TASK INSTRUCTIONS
Read the records below and copy each line that contains "shirt".

SOURCE INFORMATION
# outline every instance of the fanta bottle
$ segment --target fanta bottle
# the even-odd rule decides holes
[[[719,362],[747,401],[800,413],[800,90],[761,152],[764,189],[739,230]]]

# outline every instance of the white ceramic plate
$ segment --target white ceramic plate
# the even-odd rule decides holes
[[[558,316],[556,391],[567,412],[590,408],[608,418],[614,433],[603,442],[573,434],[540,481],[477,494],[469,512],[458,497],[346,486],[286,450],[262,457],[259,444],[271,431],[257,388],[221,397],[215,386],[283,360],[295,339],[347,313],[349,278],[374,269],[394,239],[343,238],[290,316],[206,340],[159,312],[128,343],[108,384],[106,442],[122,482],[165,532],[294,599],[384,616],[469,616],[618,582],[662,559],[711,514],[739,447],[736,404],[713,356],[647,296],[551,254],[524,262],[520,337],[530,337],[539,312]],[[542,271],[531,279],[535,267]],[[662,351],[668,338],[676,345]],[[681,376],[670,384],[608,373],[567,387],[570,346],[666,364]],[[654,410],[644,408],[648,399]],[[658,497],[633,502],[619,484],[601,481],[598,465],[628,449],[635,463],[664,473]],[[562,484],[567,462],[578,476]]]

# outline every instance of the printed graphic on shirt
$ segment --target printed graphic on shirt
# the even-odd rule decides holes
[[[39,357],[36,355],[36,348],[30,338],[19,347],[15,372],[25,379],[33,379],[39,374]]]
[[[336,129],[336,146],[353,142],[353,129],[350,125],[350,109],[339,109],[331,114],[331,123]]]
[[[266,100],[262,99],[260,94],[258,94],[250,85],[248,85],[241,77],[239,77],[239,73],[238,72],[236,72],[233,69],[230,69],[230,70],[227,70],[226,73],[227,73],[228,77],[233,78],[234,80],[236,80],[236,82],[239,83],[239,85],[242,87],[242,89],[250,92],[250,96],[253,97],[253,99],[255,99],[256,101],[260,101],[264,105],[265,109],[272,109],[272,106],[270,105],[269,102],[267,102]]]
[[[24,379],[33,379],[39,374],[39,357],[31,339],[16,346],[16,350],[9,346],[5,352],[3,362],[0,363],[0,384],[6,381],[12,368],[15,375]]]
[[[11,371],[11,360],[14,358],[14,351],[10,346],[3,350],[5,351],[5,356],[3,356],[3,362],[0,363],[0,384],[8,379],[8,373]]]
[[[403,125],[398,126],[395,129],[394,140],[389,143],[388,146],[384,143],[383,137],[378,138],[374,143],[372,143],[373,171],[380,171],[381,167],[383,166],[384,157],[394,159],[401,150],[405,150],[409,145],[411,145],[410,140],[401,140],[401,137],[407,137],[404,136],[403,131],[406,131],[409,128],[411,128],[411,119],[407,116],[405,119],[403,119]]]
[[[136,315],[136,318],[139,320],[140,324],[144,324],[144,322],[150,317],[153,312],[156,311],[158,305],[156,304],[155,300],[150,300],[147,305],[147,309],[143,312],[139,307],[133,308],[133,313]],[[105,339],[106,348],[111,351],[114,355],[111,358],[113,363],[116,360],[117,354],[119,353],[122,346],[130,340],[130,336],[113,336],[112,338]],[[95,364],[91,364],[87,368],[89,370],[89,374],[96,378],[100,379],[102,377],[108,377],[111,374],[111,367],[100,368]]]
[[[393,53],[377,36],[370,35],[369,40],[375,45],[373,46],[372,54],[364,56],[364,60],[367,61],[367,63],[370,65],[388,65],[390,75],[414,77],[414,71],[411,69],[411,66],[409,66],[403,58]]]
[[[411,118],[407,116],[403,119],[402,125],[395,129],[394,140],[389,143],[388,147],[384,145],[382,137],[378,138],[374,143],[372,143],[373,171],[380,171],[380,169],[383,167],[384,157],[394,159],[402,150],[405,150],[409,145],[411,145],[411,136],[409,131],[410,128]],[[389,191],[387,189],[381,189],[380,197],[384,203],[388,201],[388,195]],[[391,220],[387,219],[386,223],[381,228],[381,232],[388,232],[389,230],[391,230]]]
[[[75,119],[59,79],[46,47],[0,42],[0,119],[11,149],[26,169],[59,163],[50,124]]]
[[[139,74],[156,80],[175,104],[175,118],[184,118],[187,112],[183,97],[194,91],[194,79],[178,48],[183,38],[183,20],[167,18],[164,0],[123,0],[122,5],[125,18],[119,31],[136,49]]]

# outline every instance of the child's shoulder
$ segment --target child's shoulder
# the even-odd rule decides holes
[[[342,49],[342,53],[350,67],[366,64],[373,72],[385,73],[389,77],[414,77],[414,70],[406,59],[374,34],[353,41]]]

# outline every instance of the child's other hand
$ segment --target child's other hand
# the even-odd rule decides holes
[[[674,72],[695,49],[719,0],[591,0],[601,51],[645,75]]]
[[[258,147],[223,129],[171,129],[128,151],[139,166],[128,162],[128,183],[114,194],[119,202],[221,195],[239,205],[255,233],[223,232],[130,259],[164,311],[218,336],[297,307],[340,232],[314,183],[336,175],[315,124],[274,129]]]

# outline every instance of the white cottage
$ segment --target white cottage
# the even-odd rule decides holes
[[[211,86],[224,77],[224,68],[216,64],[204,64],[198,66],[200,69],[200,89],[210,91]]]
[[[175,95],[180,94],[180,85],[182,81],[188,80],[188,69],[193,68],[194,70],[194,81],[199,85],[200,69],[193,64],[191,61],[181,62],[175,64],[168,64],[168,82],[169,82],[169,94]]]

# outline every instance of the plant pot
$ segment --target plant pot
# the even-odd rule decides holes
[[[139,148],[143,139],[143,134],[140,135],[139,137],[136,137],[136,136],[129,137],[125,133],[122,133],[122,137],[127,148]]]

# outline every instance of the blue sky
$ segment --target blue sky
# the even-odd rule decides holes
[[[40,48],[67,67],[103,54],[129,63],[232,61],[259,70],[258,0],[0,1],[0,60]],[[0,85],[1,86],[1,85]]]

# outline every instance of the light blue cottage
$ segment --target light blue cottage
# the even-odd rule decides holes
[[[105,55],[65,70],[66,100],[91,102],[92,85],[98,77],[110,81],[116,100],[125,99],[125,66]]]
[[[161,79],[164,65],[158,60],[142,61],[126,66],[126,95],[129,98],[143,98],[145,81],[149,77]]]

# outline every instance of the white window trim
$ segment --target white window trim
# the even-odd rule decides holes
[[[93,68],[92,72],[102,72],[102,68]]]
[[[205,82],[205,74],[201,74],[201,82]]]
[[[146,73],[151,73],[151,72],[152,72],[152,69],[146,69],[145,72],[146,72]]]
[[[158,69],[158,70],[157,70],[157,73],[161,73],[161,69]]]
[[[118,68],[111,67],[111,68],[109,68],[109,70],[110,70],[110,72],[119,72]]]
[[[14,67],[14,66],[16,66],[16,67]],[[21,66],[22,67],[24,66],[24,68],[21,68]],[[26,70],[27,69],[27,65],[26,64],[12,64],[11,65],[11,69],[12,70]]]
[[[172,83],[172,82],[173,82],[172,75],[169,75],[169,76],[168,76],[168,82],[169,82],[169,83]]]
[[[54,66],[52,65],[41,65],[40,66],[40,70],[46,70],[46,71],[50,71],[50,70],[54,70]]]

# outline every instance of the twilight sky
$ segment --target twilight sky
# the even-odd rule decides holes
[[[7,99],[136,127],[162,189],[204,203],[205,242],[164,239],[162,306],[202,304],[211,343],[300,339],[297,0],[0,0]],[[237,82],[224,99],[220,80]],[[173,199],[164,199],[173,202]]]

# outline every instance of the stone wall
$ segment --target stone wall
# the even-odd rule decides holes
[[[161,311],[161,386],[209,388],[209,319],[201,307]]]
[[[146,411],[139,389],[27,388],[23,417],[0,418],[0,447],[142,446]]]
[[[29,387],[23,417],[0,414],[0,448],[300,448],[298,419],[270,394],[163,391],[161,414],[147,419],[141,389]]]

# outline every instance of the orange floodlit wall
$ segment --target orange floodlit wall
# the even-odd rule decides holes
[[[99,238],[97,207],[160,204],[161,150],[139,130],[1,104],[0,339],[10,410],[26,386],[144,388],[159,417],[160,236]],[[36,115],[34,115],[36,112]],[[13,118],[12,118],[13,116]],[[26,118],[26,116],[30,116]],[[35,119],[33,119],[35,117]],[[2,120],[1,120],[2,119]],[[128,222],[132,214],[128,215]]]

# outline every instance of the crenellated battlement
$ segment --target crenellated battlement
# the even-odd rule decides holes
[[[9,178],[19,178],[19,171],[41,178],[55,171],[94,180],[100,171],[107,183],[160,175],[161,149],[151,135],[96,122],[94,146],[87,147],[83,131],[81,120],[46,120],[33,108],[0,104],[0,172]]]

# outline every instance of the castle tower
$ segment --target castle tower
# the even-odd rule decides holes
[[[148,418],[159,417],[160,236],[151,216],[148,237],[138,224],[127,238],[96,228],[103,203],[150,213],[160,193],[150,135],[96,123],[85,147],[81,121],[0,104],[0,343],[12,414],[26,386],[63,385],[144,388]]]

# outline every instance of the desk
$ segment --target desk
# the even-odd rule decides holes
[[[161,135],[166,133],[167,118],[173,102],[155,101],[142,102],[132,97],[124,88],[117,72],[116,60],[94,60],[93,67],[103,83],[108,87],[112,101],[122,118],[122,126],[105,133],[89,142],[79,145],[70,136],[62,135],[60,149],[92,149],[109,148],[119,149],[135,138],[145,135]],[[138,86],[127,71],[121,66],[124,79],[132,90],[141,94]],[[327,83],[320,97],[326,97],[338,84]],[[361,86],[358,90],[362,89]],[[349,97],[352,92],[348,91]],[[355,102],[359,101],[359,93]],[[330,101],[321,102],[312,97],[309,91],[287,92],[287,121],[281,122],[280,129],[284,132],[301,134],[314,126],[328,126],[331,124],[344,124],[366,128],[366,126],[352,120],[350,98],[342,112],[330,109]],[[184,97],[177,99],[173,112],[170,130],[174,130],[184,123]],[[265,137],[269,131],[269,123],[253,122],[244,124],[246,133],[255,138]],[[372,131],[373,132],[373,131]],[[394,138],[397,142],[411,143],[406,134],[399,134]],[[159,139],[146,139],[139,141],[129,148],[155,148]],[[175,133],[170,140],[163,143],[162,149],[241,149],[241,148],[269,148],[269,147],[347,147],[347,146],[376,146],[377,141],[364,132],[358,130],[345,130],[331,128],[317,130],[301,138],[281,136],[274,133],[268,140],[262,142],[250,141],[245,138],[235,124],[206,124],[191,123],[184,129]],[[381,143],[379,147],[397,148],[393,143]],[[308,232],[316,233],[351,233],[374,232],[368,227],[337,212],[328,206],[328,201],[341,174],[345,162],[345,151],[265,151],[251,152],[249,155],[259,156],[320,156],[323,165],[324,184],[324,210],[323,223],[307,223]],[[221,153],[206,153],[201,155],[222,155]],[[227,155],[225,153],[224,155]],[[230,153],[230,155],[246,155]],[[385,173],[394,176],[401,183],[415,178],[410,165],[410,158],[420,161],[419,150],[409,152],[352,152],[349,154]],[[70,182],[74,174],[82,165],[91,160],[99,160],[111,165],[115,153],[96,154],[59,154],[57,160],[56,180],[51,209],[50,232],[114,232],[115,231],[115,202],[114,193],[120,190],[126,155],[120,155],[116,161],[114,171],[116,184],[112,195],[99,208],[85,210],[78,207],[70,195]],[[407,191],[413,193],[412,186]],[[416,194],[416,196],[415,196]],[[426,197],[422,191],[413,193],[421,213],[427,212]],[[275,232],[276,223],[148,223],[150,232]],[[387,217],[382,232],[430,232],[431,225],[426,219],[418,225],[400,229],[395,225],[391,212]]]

RESULT
# outline every instance of the printed graphic on shirt
$ segment --target printed graphic on shirt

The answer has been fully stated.